Directive: Write each line out exactly, leaving none out.

(Coordinate labeling data)
BEGIN
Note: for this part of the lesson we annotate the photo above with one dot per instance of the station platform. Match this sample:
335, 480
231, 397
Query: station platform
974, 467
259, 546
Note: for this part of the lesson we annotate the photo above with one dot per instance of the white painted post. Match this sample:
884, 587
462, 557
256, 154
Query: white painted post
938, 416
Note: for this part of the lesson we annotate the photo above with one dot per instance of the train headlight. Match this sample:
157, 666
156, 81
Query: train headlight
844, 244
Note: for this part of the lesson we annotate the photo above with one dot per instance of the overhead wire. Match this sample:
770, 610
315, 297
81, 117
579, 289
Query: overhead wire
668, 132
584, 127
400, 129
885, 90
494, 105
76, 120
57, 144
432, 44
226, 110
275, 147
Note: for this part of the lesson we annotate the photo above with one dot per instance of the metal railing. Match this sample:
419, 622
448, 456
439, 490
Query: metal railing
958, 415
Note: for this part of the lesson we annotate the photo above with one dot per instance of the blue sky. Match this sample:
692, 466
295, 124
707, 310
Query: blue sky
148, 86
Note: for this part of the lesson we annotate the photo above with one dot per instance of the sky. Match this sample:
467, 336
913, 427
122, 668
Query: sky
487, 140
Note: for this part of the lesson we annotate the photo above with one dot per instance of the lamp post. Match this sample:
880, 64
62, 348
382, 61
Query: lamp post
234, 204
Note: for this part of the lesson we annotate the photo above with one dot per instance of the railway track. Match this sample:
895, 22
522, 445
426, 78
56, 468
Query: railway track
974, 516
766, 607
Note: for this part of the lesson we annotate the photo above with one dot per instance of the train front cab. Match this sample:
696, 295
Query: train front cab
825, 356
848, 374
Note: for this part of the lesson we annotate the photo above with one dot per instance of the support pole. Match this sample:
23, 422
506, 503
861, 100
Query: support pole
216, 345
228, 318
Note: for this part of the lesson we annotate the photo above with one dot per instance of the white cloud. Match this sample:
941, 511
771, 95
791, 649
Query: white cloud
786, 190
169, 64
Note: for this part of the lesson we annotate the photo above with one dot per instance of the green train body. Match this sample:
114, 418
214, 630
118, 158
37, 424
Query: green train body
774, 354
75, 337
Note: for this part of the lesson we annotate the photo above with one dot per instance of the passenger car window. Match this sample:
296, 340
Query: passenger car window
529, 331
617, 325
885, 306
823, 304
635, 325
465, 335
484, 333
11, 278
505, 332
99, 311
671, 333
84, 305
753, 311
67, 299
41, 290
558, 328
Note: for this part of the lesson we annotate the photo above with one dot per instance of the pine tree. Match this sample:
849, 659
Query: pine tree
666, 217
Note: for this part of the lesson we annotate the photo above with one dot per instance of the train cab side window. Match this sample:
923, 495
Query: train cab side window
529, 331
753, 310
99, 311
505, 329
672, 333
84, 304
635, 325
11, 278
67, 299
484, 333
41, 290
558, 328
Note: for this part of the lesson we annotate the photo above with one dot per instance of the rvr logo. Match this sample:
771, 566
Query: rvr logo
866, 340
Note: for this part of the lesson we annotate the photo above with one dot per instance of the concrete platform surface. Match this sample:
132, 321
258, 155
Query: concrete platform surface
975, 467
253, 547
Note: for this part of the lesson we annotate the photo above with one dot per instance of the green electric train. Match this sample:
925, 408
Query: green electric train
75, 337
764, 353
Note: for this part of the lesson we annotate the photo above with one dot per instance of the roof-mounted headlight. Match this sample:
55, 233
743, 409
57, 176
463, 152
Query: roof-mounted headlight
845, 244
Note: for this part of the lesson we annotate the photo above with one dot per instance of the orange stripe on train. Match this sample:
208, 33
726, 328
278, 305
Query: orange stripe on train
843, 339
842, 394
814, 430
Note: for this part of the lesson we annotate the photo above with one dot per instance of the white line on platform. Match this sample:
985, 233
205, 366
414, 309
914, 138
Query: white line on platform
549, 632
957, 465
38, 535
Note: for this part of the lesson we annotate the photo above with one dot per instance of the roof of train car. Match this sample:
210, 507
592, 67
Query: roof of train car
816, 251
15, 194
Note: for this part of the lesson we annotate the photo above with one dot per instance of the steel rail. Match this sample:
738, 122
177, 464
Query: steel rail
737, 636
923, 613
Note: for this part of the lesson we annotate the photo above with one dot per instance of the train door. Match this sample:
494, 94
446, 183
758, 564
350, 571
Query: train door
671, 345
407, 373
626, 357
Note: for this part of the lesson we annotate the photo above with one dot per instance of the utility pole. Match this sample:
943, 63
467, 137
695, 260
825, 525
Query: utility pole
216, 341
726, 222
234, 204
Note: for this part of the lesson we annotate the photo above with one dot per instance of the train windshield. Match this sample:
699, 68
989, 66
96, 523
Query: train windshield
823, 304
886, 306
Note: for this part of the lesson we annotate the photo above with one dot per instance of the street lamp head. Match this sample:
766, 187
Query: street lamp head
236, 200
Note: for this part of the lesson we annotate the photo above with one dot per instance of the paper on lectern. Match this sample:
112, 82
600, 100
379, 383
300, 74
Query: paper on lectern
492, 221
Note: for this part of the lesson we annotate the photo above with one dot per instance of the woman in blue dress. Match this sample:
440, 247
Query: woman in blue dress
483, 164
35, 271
END
Finished answer:
Note: for this part of the lesson we annotate the photo above with one dot per instance of the station platform. Match this sample:
335, 480
231, 397
Query: station platform
974, 467
259, 546
Note: for this part of the lesson we annotate the photo above with one dot per instance of the white painted post. Match this sample:
884, 587
462, 557
256, 154
Query: white painted post
938, 416
Note: for this part of the lesson we annotate the photo above with one dot per instance of the train headlight. Match this sample:
157, 666
156, 81
Query: train headlight
844, 244
Note: for this part of the lesson we annotate the photo above with one dot per instance of the overhead wire. Match this sample:
770, 610
315, 297
81, 117
579, 289
Query: overhead wire
668, 132
584, 127
400, 129
885, 90
494, 105
76, 120
57, 144
432, 44
226, 110
275, 147
Note: for this part of the lesson we annotate the photo above with one dot per instance of the metal railing. Match this sample:
419, 622
448, 456
439, 490
Query: metal railing
958, 415
Note: for this part of the lesson we annotate the photo above with one dot per instance of the blue sky. Match this sample:
692, 466
295, 124
707, 310
Query: blue sky
148, 86
Note: for this part of the lesson we annotate the photo above with one dot per instance of the sky. Match this sample:
467, 336
913, 427
122, 668
Query: sky
487, 140
Note: for this part of the lesson we annotate the photo above with one dot per instance of the lamp post. Match this sample:
880, 64
62, 348
382, 61
Query: lamp post
234, 204
Note: for this part of the lesson we annotate the photo above with one dot per instance of the railway track. Match this sample:
895, 22
522, 445
426, 78
56, 468
Query: railway track
974, 516
766, 607
Note: for this part of the lesson we annotate the photo above with one dot per instance of the train front cab. Match this sample:
696, 295
Query: train front cab
825, 356
848, 374
Note: for this part of the lesson we annotate the photo above with one dot per instance of the support pole. Match this sample:
23, 422
506, 503
861, 100
Query: support pole
216, 345
228, 318
Note: for this part of the lesson we annotate the photo above with one dot per instance of the white cloud. Match this sample:
941, 511
771, 95
791, 649
Query: white cloud
786, 190
169, 64
Note: for this part of the lesson we annotate the photo above with one dot per instance of the green train body. Match this sample:
114, 418
214, 630
118, 158
37, 424
Query: green train body
774, 354
75, 337
Note: for this part of the lesson we annotate the photo above with one dot per instance of the passenger car window. Match this sample:
296, 340
Query: passenger car window
529, 331
617, 325
885, 306
823, 304
635, 325
465, 335
484, 333
11, 278
505, 332
99, 311
671, 333
84, 305
753, 311
67, 299
41, 290
558, 328
Note: for this part of the lesson we annotate the photo above with one dot per instance of the pine tree. Match this sample:
849, 659
Query: pine tree
666, 217
Note: for this part of the lesson we annotate the photo above with one dot per instance of the train cab side window. Match this sample:
923, 495
Query: train cab side window
529, 331
753, 310
99, 311
505, 329
672, 333
84, 304
635, 325
11, 278
67, 299
484, 333
41, 290
558, 328
Note: for this part of the lesson we annotate the photo above with one dot per instance of the rvr logo. Match this sample:
771, 566
Query: rvr logo
866, 340
Note: for this part of the lesson we annotate the photo above with one dot per instance of the concrete platform surface. Match this sample:
132, 321
258, 155
Query: concrete platform surface
975, 467
253, 547
Note: for this part of the lesson we annotate the photo above with one dot per instance of the green electric train. Match this sample:
925, 408
Query: green electric train
75, 337
764, 353
Note: for this part of the lesson we annotate the photo above with one dot per instance of the roof-mounted headlight. Match this sample:
55, 233
743, 409
57, 176
463, 152
Query: roof-mounted headlight
845, 244
Note: for this part of the lesson we annotate the photo above with one dot per instance of the orange stripe on train. Match this sample:
208, 33
726, 328
278, 305
Query: orange stripe on train
843, 339
842, 394
814, 430
Note: for this part of the lesson we annotate the photo above with one dot per instance of the white line on platform. Match this sample:
985, 233
205, 366
414, 309
914, 138
Query: white line on platform
549, 632
957, 465
38, 535
Note: for this part of the lesson we annotate the photo above with one dot per instance of the roof of train car. Match this sample:
210, 507
592, 67
Query: roof of train car
816, 251
15, 194
Note: for this part of the lesson we annotate the photo above with one dot per instance of the steel rail. Match this sample:
738, 122
177, 464
Query: steel rail
737, 636
923, 613
Note: for this part of the lesson we annotate the photo above with one dot per instance of the train door. Match this sample:
494, 94
446, 183
758, 564
350, 571
Query: train door
671, 345
407, 373
626, 357
Note: for this part of the lesson we annotate the photo above with one dot per instance of the utility pole. Match this sample:
943, 63
467, 137
695, 260
825, 525
Query: utility pole
216, 341
726, 222
234, 204
Note: for this part of the lesson we annotate the photo above with one dot per instance of the train windshield. Match this sample:
699, 68
989, 66
96, 523
Query: train windshield
823, 304
886, 306
Note: for this part of the lesson we annotate the photo above with one dot per instance of the street lamp head. Match this sample:
766, 187
Query: street lamp head
236, 200
Note: for this part of the lesson we annotate the photo above with one dot per instance of the paper on lectern. Match this sample:
112, 82
600, 100
379, 383
300, 74
Query: paper on lectern
492, 221
Note: for this part of the lesson we annotate the photo above with one dot per instance of the woman in blue dress. Match this sample:
440, 247
Query: woman in blue dress
483, 164
35, 271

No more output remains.